» WORK TASK: Please reproduce the material below word for word, keeping every line as it appears.

───── EXERCISE MATERIALS

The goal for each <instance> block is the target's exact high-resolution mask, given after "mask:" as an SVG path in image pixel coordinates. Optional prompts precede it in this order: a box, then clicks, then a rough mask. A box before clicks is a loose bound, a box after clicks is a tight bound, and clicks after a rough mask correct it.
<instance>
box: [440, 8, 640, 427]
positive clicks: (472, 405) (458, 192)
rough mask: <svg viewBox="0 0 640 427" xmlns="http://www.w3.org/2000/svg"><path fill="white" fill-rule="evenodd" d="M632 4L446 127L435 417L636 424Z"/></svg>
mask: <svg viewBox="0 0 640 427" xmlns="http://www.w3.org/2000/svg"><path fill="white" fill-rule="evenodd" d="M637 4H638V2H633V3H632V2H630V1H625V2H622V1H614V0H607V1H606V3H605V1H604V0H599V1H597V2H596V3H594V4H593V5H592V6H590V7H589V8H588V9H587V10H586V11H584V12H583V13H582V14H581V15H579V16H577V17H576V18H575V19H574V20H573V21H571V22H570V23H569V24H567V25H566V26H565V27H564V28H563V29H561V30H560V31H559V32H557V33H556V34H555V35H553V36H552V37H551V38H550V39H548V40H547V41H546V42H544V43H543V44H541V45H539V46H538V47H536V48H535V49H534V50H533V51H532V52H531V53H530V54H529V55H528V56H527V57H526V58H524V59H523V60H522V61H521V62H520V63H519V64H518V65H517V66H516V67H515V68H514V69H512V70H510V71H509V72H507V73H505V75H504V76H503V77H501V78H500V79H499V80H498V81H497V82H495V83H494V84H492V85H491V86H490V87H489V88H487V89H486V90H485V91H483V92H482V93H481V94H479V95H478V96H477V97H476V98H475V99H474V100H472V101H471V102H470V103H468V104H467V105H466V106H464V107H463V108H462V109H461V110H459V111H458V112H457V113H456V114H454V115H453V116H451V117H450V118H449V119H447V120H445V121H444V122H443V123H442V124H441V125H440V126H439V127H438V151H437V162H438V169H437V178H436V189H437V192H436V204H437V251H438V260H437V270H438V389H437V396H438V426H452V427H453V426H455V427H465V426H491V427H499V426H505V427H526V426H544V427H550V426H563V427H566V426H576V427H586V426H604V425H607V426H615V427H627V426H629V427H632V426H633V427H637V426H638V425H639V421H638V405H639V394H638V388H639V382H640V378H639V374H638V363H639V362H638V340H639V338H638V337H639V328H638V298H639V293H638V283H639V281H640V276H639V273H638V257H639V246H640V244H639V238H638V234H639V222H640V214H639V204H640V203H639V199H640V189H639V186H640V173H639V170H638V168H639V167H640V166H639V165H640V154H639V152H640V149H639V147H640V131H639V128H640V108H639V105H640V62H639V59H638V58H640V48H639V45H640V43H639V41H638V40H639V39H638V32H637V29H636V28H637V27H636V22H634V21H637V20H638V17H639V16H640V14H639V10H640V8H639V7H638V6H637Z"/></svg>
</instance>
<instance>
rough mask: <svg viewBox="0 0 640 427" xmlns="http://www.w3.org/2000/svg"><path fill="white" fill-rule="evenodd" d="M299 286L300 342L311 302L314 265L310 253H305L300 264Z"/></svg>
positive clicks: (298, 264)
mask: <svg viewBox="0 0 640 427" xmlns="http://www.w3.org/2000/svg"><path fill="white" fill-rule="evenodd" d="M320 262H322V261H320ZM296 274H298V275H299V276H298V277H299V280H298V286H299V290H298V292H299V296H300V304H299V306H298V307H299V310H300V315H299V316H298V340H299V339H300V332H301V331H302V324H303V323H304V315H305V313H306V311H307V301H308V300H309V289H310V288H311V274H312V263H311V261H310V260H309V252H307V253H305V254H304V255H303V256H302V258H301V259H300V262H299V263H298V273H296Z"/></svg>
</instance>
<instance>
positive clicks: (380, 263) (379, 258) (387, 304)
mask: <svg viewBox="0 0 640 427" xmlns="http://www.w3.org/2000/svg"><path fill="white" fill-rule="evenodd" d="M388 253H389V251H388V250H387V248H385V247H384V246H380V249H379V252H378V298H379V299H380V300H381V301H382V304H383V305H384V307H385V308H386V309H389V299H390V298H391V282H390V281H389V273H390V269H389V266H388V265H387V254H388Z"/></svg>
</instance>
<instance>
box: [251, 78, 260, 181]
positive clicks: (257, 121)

──────────

» REPLY TO THE EXERCISE:
The goal for each <instance> block is the target's exact high-resolution mask, given after "mask:" as an SVG path in image pixel coordinates. Optional prompts precede it in this order: a box, then clicks, then a rough mask. A box before clicks is a loose bound, a box after clicks is a tight bound, and clicks after a rough mask correct it.
<instance>
box: [440, 8, 640, 427]
positive clicks: (472, 405) (458, 192)
rough mask: <svg viewBox="0 0 640 427" xmlns="http://www.w3.org/2000/svg"><path fill="white" fill-rule="evenodd" d="M632 4L446 127L435 417L636 424Z"/></svg>
mask: <svg viewBox="0 0 640 427" xmlns="http://www.w3.org/2000/svg"><path fill="white" fill-rule="evenodd" d="M637 4H638V2H633V3H632V2H630V1H625V2H622V1H614V0H607V1H606V3H605V1H604V0H599V1H597V2H596V3H594V4H593V5H592V6H590V7H589V8H588V9H587V10H586V11H584V12H583V13H582V14H581V15H579V16H577V17H576V18H575V19H574V20H573V21H571V22H570V23H569V24H567V25H566V26H565V27H564V28H563V29H561V30H560V31H559V32H557V33H556V34H555V35H553V36H552V37H551V38H550V39H548V40H547V41H546V42H544V43H543V44H541V45H539V46H538V47H536V48H535V49H534V50H533V51H532V52H531V53H530V54H529V55H528V56H527V57H526V58H524V59H523V60H522V61H521V62H520V63H519V64H518V65H517V66H516V67H515V68H514V69H512V70H510V71H509V72H507V73H505V75H504V76H503V77H501V78H500V79H499V80H498V81H497V82H495V83H494V84H492V85H491V86H490V87H489V88H487V89H486V90H485V91H483V92H482V93H481V94H479V95H478V96H477V97H476V98H475V99H474V100H472V101H471V102H470V103H468V104H467V105H466V106H464V107H463V108H462V109H461V110H459V111H458V112H457V113H456V114H454V115H453V116H451V117H450V118H449V119H447V120H445V121H444V122H443V123H442V124H441V125H440V126H439V127H438V151H437V162H438V169H437V178H436V189H437V192H436V204H437V251H438V260H437V270H438V389H437V396H438V426H452V427H453V426H455V427H465V426H491V427H499V426H505V427H526V426H544V427H550V426H563V427H566V426H576V427H586V426H604V425H607V426H615V427H627V426H629V427H632V426H633V427H637V426H638V425H639V421H638V405H639V394H638V388H639V382H640V378H639V374H638V363H639V362H638V340H639V338H638V337H639V328H638V298H639V293H638V283H639V281H640V276H639V273H638V257H639V246H640V244H639V238H638V234H639V222H640V214H639V204H640V203H639V199H640V189H639V186H640V173H639V170H638V168H639V167H640V166H639V165H640V154H639V152H640V149H639V147H640V131H639V128H640V108H639V105H640V62H639V59H638V58H640V48H639V45H640V43H639V41H638V40H639V39H638V32H637V29H636V28H637V27H636V22H634V21H637V20H638V17H639V16H640V14H639V10H640V8H639V7H638V6H637Z"/></svg>
</instance>
<instance>
rough mask: <svg viewBox="0 0 640 427" xmlns="http://www.w3.org/2000/svg"><path fill="white" fill-rule="evenodd" d="M299 286L300 342L311 302L314 265L310 253H305L300 264Z"/></svg>
positive clicks: (298, 264)
mask: <svg viewBox="0 0 640 427" xmlns="http://www.w3.org/2000/svg"><path fill="white" fill-rule="evenodd" d="M320 262H322V261H320ZM296 274H298V275H299V276H298V277H299V280H298V286H299V290H298V292H299V296H300V304H299V306H298V307H299V310H300V315H299V316H298V340H299V339H300V332H301V331H302V324H303V323H304V315H305V313H306V311H307V301H308V300H309V289H310V288H311V274H312V263H311V261H310V260H309V252H307V253H305V254H304V255H303V256H302V258H301V259H300V262H299V263H298V273H296Z"/></svg>
</instance>
<instance>
positive clicks: (380, 263) (379, 258) (387, 304)
mask: <svg viewBox="0 0 640 427" xmlns="http://www.w3.org/2000/svg"><path fill="white" fill-rule="evenodd" d="M388 253H389V251H388V250H387V248H385V247H384V246H380V249H379V252H378V298H379V299H380V300H381V301H382V304H383V305H384V307H385V308H386V309H389V299H390V298H391V282H390V281H389V273H390V269H389V266H388V265H387V254H388Z"/></svg>
</instance>
<instance>
box: [251, 78, 260, 181]
positive clicks: (257, 121)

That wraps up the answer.